▶ [Assignment 1]
Do statements (a), (b) and (c) agree with the article on Shinui and Kadima below? Answer yes or no for each, quoting the deciding words of the article. (a) Shinui won 15 mandates. (b) Shinui passed civil marriage legislation. (c) The Likud placed Natan Sharansky and Yuli Edelstein high on its Knesset list.

==============================

Among the reasons why Shinui, the party that won a whopping 15 mandates based on a platform consisting almost exclusively of chareidi hatred, now has slim chances of even making the minimum cutoff is that many of the party's constituents feel they have found a new home in Kadima.

Kadima is no Shinui but the two parties do share a number of similarities and Kadima appears to be reaching out to former Shinui voters, including non-Jewish immigrants from the former Soviet Union.

In its heyday one of Shinui's banner issues was civil marriage, based on claims hundreds of thousands of non-Jewish immigrants considered pisulei chitun have no way to get married in Israel. The party was obviously taking advantage of the situation to create a breach that would eventually draw kosher Jews to opt for civil marriage rather than marrying kedas Moshe veYisroel. And this in turn would drastically alter the Jewish character of the State of Israel, undermine the Jewish home and bring the plague of assimilation — which has assumed frightful proportions in the Diaspora and today is among the main reasons for the decrease in the Jewish population worldwide — to Eretz Yisroel as well.

Although bechasdei Hashem Shinui made no progress toward passing civil marriage legislation, the party did manage to draw a considerable number of votes by waving the banner of civil marriage, and now Kadima seems to be adopting the issue as part of its election campaign.

Kadima, the Likud and Avigdor Lieberman's Yisrael Beiteinu are battling hard for the Russian vote and Labor will also try to draw some of the 15-20 mandates this sector represents. The Likud placed two Russian-speakers, Natan Sharansky and Yuli Edelstein, high on its Knesset list and Kadima placed Russian immigrants in respectable spots on its list as well.

==============================

▶ [Assignment 2]
Which lines of the listing below contain the string "negative"? Copy each such line in full, treating case as significant.

▶ [Available records]
==============================

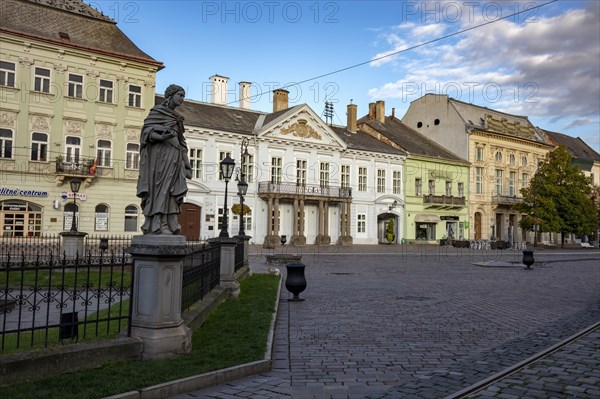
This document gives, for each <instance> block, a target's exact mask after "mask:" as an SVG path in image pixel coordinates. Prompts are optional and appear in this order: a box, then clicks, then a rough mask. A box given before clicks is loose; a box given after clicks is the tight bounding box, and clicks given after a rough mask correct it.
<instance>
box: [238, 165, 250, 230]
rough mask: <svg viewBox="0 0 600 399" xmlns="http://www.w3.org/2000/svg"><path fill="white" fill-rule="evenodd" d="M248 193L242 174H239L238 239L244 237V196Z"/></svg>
mask: <svg viewBox="0 0 600 399" xmlns="http://www.w3.org/2000/svg"><path fill="white" fill-rule="evenodd" d="M247 192H248V183H247V182H246V180H245V179H244V174H243V173H242V174H241V177H240V179H239V181H238V195H239V196H240V205H241V211H240V232H239V233H238V235H239V236H240V237H244V236H245V235H246V231H245V230H244V196H245V195H246V193H247Z"/></svg>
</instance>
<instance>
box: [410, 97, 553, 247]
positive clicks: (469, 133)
mask: <svg viewBox="0 0 600 399" xmlns="http://www.w3.org/2000/svg"><path fill="white" fill-rule="evenodd" d="M402 121H403V122H404V123H405V124H406V125H408V126H409V127H412V128H413V129H415V130H417V131H418V132H420V133H422V134H424V135H425V136H427V137H429V138H431V139H432V140H434V141H436V142H437V143H439V144H442V145H443V146H444V147H445V148H447V149H448V150H450V151H452V152H454V153H455V154H457V155H458V156H459V157H462V158H464V159H466V160H468V161H469V162H470V164H471V177H470V189H469V193H470V197H469V214H470V216H469V222H470V223H469V225H470V229H471V232H470V233H471V234H470V237H471V238H474V239H477V240H479V239H491V238H493V239H495V240H504V241H509V240H512V242H522V241H529V242H533V235H532V234H531V233H528V232H526V231H522V230H521V229H519V227H518V222H519V221H520V219H521V218H522V216H523V215H522V214H520V213H519V212H517V211H516V210H515V209H514V205H515V204H516V203H517V202H519V201H522V198H521V194H520V189H521V188H523V187H526V186H527V185H528V183H529V180H530V179H531V178H532V177H533V175H534V174H535V172H536V169H537V165H538V162H539V161H541V160H542V159H544V157H545V156H546V154H547V152H548V151H549V150H551V149H552V148H553V147H554V146H553V145H552V143H550V142H548V141H547V140H546V139H545V137H544V135H543V134H541V133H540V131H539V130H538V129H537V128H536V127H535V126H533V125H532V124H531V122H530V121H529V120H528V118H527V117H526V116H517V115H511V114H507V113H504V112H499V111H495V110H491V109H489V108H485V107H480V106H477V105H474V104H469V103H464V102H461V101H458V100H455V99H452V98H450V97H448V96H447V95H437V94H427V95H425V96H423V97H421V98H419V99H417V100H415V101H413V102H411V104H410V107H409V109H408V111H407V112H406V114H405V115H404V117H403V118H402Z"/></svg>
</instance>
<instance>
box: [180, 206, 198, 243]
mask: <svg viewBox="0 0 600 399" xmlns="http://www.w3.org/2000/svg"><path fill="white" fill-rule="evenodd" d="M180 210H181V213H180V214H179V224H180V225H181V233H180V234H181V235H182V236H185V238H186V239H187V240H188V241H199V240H200V215H201V214H202V208H201V207H199V206H198V205H194V204H190V203H188V202H185V203H183V204H181V208H180Z"/></svg>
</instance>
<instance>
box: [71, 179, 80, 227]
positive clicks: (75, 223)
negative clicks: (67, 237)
mask: <svg viewBox="0 0 600 399" xmlns="http://www.w3.org/2000/svg"><path fill="white" fill-rule="evenodd" d="M70 184H71V191H72V192H73V220H72V222H71V232H72V233H76V232H77V222H76V221H75V211H76V210H77V193H78V192H79V188H80V187H81V180H79V179H78V178H74V179H71V183H70Z"/></svg>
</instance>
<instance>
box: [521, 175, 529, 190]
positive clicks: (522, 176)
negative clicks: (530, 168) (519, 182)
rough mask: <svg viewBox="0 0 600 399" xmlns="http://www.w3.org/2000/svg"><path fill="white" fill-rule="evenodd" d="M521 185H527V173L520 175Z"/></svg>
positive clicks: (528, 177)
mask: <svg viewBox="0 0 600 399" xmlns="http://www.w3.org/2000/svg"><path fill="white" fill-rule="evenodd" d="M521 186H522V188H527V187H528V186H529V175H528V174H527V173H523V174H522V175H521Z"/></svg>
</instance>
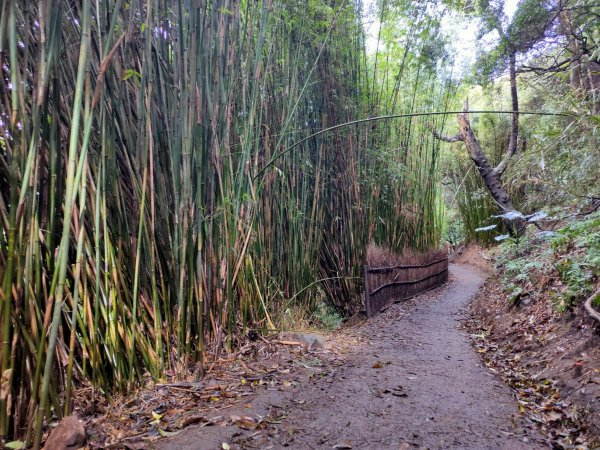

==============================

▶ [Expected output 1]
(a) Yes: "won a whopping 15 mandates"
(b) No: "Shinui made no progress toward passing civil marriage legislation"
(c) Yes: "The Likud placed two Russian-speakers, Natan Sharansky and Yuli Edelstein, high on its Knesset list"

▶ [Expected output 2]
negative clicks: (67, 237)
negative clicks: (530, 168) (519, 182)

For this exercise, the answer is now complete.